- _EXERCISE_:
Each entry below is to be extracted exactly.

------------------------------------

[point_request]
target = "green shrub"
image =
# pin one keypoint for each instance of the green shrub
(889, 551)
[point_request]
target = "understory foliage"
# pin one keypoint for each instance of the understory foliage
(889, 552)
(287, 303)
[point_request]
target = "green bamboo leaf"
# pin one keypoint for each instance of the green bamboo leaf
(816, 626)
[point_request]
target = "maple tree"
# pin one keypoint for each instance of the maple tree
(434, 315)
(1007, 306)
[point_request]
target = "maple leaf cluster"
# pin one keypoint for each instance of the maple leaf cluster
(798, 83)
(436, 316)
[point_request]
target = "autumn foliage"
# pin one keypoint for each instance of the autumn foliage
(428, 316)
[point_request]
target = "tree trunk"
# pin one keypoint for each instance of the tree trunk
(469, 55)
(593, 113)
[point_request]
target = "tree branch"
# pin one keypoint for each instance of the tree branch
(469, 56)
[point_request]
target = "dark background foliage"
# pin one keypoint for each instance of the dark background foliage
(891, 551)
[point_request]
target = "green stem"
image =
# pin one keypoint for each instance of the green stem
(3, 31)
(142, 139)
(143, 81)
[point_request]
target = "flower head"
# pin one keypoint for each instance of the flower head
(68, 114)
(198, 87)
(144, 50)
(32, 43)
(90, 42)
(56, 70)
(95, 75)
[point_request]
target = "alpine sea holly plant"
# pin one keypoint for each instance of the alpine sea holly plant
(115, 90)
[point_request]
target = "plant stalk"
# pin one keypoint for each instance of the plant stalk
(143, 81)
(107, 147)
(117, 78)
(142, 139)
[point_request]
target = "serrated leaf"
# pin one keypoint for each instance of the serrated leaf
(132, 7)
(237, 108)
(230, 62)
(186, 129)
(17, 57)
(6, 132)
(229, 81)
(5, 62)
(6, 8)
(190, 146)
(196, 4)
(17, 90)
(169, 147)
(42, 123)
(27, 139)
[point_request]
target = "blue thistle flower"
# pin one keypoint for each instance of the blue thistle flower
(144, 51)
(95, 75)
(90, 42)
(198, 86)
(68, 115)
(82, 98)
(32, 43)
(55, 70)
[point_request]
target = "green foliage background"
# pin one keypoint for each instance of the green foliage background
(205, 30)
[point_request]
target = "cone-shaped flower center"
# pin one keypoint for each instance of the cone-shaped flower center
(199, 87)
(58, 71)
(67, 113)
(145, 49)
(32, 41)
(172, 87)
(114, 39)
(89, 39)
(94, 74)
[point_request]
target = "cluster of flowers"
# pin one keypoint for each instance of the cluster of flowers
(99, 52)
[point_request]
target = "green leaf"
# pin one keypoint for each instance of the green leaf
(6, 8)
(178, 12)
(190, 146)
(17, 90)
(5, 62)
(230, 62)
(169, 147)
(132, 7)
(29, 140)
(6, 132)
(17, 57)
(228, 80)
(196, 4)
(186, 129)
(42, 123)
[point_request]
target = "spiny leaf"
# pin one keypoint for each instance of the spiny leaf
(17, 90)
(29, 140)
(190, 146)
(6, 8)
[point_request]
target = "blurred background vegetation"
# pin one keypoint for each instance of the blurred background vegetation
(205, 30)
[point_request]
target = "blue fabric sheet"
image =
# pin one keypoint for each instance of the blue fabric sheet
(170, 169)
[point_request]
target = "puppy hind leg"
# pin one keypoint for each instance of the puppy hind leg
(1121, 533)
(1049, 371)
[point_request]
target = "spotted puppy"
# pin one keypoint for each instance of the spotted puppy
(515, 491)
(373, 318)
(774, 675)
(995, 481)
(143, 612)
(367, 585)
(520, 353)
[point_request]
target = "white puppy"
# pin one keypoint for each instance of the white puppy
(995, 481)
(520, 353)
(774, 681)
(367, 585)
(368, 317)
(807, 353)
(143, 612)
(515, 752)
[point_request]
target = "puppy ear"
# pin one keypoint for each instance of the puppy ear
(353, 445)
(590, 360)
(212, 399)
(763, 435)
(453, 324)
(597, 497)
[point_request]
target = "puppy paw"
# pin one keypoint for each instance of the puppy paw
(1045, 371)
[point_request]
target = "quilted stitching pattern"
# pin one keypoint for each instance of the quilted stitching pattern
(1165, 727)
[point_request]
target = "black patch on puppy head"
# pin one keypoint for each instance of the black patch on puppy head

------------------------------------

- _RESULT_:
[point_request]
target = "green shrub"
image =
# pin one keypoint for each instance of the green shrub
(889, 551)
[point_request]
target = "understory foliage"
# pin one keypoint for each instance of the understory foliage
(889, 552)
(287, 303)
[point_request]
target = "green bamboo leaf"
# pin one keypoint for each instance of the green bamboo leaf
(816, 626)
[point_request]
target = "maple tree"
# pin one keypoint for each instance of the maple tree
(434, 315)
(1007, 306)
[point_request]
target = "maple leaf cluster"
# pin one keypoint for each instance of the maple leaf cluster
(798, 83)
(436, 316)
[point_request]
target = "autumn foliage"
# pin one keypoint for each instance of the autumn foliage
(428, 316)
[point_request]
target = "tree trunk"
# pin one keypoint for each instance of the tree trunk
(469, 55)
(593, 113)
[point_request]
target = "tree branch"
# pin one keypoint for each instance of the tree branch
(469, 56)
[point_request]
target = "dark background foliage"
# pin one keypoint for each instance of the dark background foliage
(891, 551)
[point_request]
target = "green stem"
image =
# pin one keypoint for each instance of the green stem
(3, 31)
(142, 139)
(143, 81)
[point_request]
target = "flower head"
# pin one keypoint for each instance of the flower head
(68, 114)
(198, 87)
(144, 50)
(32, 43)
(90, 42)
(56, 70)
(95, 75)
[point_request]
target = "alpine sea holly plant"
# pin one keypoint for each instance of the alpine sea holly plant
(115, 90)
[point_request]
target = "plant stalk"
# pin one keypoint for each instance of the plant stalk
(143, 81)
(107, 147)
(117, 78)
(142, 139)
[point_request]
target = "serrated leaf"
# pin one keypoint for each instance of the serrated leaf
(132, 7)
(237, 108)
(230, 62)
(186, 129)
(17, 57)
(6, 132)
(229, 81)
(5, 62)
(6, 8)
(190, 146)
(196, 4)
(17, 90)
(169, 147)
(42, 123)
(27, 139)
[point_request]
target = "blue thistle flower"
# pin one keypoint for each instance of the blue thistle flower
(144, 51)
(95, 75)
(90, 42)
(198, 86)
(68, 115)
(82, 98)
(32, 43)
(55, 70)
[point_request]
target = "green foliage background"
# pin one keypoint for each instance of the green foliage background
(205, 30)
[point_request]
target = "cone-shaped flower center"
# pin one keypoint for each instance of the cone-shaped flower center
(199, 87)
(58, 71)
(67, 113)
(145, 49)
(32, 41)
(172, 87)
(114, 39)
(89, 39)
(94, 74)
[point_request]
target = "cluster of flowers"
# pin one keypoint for each instance of the cluster of flowers
(99, 52)
[point_request]
target = "green leaf"
# pin one keypoint for each instance of the green leaf
(6, 8)
(178, 12)
(190, 146)
(17, 90)
(5, 62)
(230, 62)
(169, 147)
(132, 7)
(29, 140)
(6, 132)
(17, 57)
(228, 80)
(196, 4)
(186, 129)
(42, 123)
[point_request]
target = "spiny leaf"
# pin one keypoint for each instance of the spiny leaf
(17, 90)
(29, 140)
(190, 146)
(6, 8)
[point_request]
target = "blurred background vegetation"
# pin one keypoint for each instance of the blurred background vegetation
(205, 30)
[point_request]
target = "blue fabric sheet"
image =
# pin one keypoint for each instance of the blue fabric sheet
(170, 169)
[point_request]
target = "puppy hind leg"
# pin one keypoint for each instance of the puppy hind leg
(1121, 533)
(1049, 371)
[point_request]
target = "spotted puppy"
# pin one keypoint for each instance of the spotted puppy
(515, 491)
(373, 318)
(774, 675)
(995, 481)
(143, 612)
(367, 585)
(520, 353)
[point_request]
target = "white puppy"
# pin one keypoint for each instance of the white puppy
(995, 481)
(520, 353)
(774, 681)
(367, 585)
(368, 317)
(807, 353)
(143, 612)
(515, 752)
[point_request]
target = "puppy ear"
# pin one keypoint for each instance of the puppy ear
(353, 445)
(590, 360)
(212, 399)
(763, 435)
(453, 324)
(597, 497)
[point_request]
target = "puppy paw"
# pin one keypoint for each instance of the puppy paw
(1045, 371)
[point_request]
target = "quilted stitching pattern"
# pin one keypoint for each instance of the quilted stitching pattern
(1165, 727)
[point_request]
target = "black patch on puppy head"
# pin one keypoint for each instance of the black patch on puppy head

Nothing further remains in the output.